Copy out all the items, changing every "rough mask" to "coarse mask" and leaving everything else untouched. Omit the pictures from your copy.

*** Given records ***

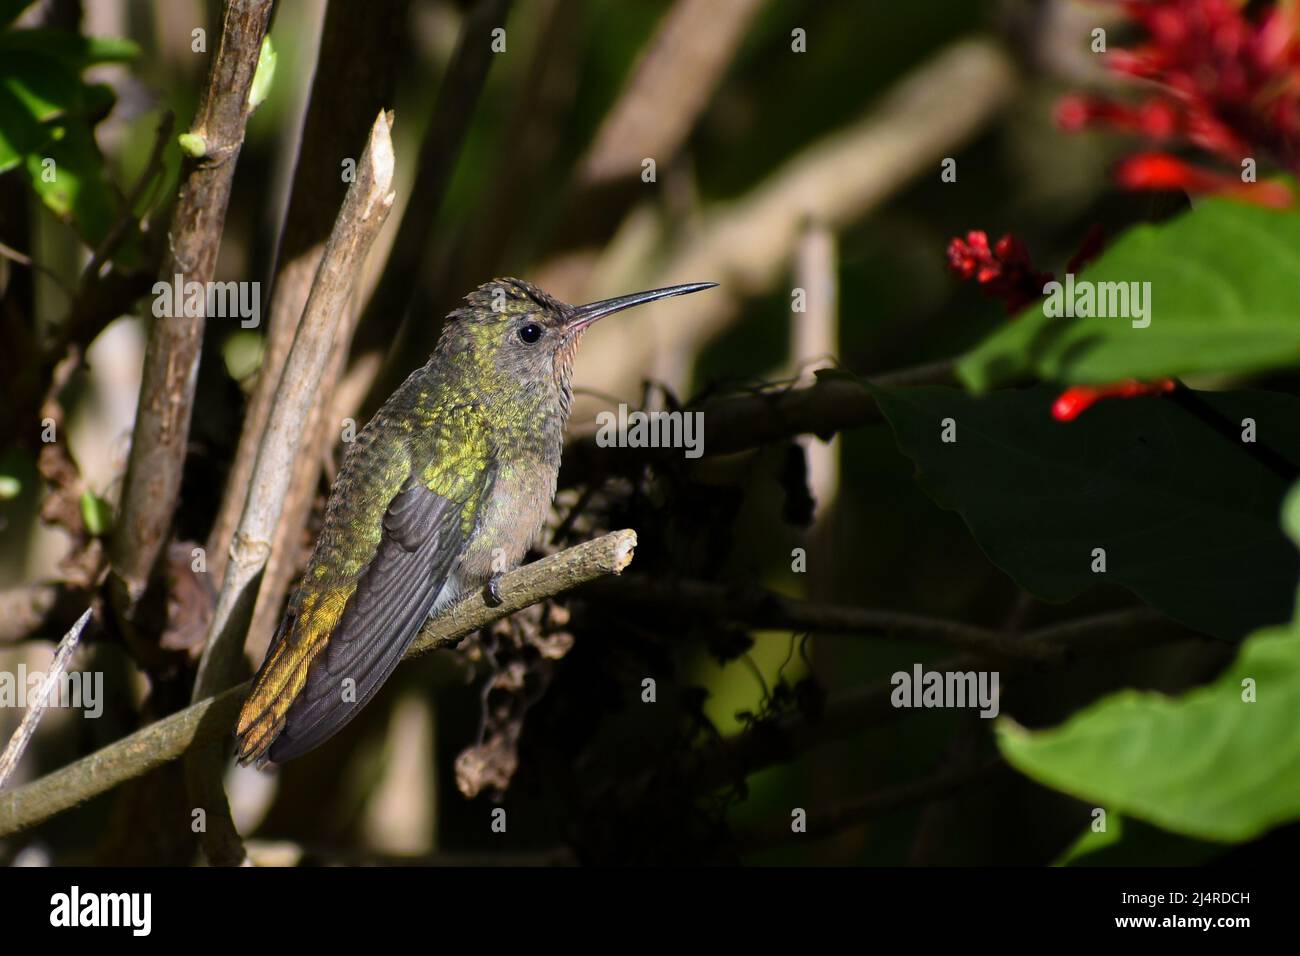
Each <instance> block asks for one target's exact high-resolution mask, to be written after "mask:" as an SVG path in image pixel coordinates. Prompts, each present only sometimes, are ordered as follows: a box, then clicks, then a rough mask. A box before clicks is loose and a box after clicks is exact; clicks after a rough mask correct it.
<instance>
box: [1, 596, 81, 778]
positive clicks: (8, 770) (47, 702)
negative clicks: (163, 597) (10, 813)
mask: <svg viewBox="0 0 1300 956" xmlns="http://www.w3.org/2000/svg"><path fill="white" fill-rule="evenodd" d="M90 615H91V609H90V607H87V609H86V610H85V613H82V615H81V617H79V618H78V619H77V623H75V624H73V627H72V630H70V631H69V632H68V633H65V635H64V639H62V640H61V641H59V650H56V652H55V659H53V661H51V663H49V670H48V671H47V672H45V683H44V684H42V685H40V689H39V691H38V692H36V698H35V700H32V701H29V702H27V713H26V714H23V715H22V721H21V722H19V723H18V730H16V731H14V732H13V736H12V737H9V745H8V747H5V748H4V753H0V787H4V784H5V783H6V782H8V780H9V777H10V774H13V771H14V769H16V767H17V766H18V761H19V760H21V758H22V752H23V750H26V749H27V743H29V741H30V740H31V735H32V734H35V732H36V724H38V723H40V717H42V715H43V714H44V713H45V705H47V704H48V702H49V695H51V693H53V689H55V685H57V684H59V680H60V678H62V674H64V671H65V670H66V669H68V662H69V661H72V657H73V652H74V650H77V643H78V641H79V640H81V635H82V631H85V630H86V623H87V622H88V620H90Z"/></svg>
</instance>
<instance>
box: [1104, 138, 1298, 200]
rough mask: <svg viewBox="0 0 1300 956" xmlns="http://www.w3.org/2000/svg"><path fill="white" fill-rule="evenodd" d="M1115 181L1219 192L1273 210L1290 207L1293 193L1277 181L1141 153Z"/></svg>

*** End of Given records ***

(Result below):
Each <instance> block asks for one target's exact high-resolution mask, to be written after "mask:" as an SVG path in image pixel coordinates. Prompts, each present only sometimes, are ordered as follows: a box, then clicks, then a coarse mask. A box before clicks is loose and a box after clicks is exact; clicks after a coarse mask correct it.
<instance>
box: [1, 596, 81, 778]
positive clicks: (8, 770) (47, 702)
negative clicks: (163, 597) (10, 813)
mask: <svg viewBox="0 0 1300 956" xmlns="http://www.w3.org/2000/svg"><path fill="white" fill-rule="evenodd" d="M90 615H91V609H90V607H87V609H86V610H85V613H82V615H81V617H79V618H78V619H77V623H75V624H73V627H72V630H70V631H69V632H68V633H65V635H64V639H62V640H61V641H59V650H56V652H55V659H53V661H51V663H49V670H48V671H47V672H45V683H44V684H42V685H40V689H39V691H38V692H36V698H35V700H32V701H29V702H27V713H26V714H23V715H22V721H21V722H19V723H18V730H16V731H14V732H13V736H12V737H9V745H8V747H5V748H4V753H0V787H4V784H5V783H6V782H8V780H9V777H10V774H13V771H14V769H16V767H17V766H18V761H19V760H21V758H22V752H23V750H26V749H27V743H29V741H30V740H31V735H32V734H35V732H36V724H38V723H40V717H42V715H43V714H44V713H45V705H47V704H48V702H49V695H51V693H53V689H55V685H57V684H59V680H60V678H62V674H64V671H65V670H66V669H68V662H69V661H72V657H73V652H74V650H77V643H78V641H79V640H81V635H82V631H85V630H86V623H87V622H88V620H90Z"/></svg>
</instance>
<instance>
box: [1104, 138, 1298, 200]
coarse mask: <svg viewBox="0 0 1300 956" xmlns="http://www.w3.org/2000/svg"><path fill="white" fill-rule="evenodd" d="M1115 181L1219 192L1273 210L1290 207L1293 193L1277 181L1141 153Z"/></svg>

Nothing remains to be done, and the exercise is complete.